Well, the purpose of this article is to find out what exactly happens during such a scenario, when a publicly listed company goes bankrupt.
Occasionally, publicly listed companies go bankrupt. Remember Lehman Brothers? When a company goes bankrupt, its shareholders (Who are considered part owners of the company) may or may not get anything. However, the answer is multi-fold. Read on!!!
The Value of the Stock/Share:The Share/Stock will become worthless and technically nobody will be willing to buy the shares of a company that is bankrupt, so, you cannot sell them in the Market. So, the value of the stocks you own (Irrespective of the number of shares you own) will be
0
Is there any hope?Actually speaking yes. When a company declares bankruptcy, it will be required to sell all of its assets and pay off all debts. As part owners of the company, it is safe to assume that the company is in-debt and has to repay us. The usual order of debt repayment will be as follows:
1. The Government
2. Financial institutions
3. Other Creditors (i.e. suppliers and utility companies)
4. Bondholders
5. Preferred Shareholders and
6. Common shareholders
Trivia:
In real life, Common shareholders often receive nothing at all, as there is usually very little left over once a firm has paid its debts. Think of it this way, if the company had enough money to pay all its debts, do you really think it will go bankrupt???

_Collected material_
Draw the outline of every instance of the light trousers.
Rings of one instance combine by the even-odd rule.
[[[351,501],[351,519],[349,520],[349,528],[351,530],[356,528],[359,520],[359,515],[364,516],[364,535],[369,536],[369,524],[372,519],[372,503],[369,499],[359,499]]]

_Written tasks_
a – Summarize the text on company bankruptcy in two sentences.
b – Extend the text on company bankruptcy, picking up right after its final sentence.
The data on this page come from a different source than the text on company bankruptcy.

_Task-by-task results_
a – When a publicly listed company goes bankrupt, its shares become worthless and cannot be sold in the market. The company must sell its assets and repay its debts in a set order that puts common shareholders last, so they often receive nothing at all.

b –
How Much Money will I get?Let us say, you own 0.5% shares of XYZ Corp that declared bankruptcy. Let us also positively think and assume that Rs. 10 lakhs was left over after XYZ Corp paid off all its debt (in the top 5 categories). So, this 10 lakhs will be shared equally among the shareholders based on the % holding of each shareholder. So, since you own 0.5% you will get Rs. 5,000/-. If I had 3% shares of XYZ Corp, I will get Rs. 30,000/-
Remember - Here, the price at which you purchased the shares is not considered. Only the % holding of shares, as compared to the overall outstanding shares of the defunct organization matters. You could've bought the shares at Rs. 100/- per share and I could've bought them at Rs. 10/-, it does not matter. At the end of the day, whatever money remains - after paying off all other higher ranked debtors, will be shared among the common share holders based on the number of shares they hold.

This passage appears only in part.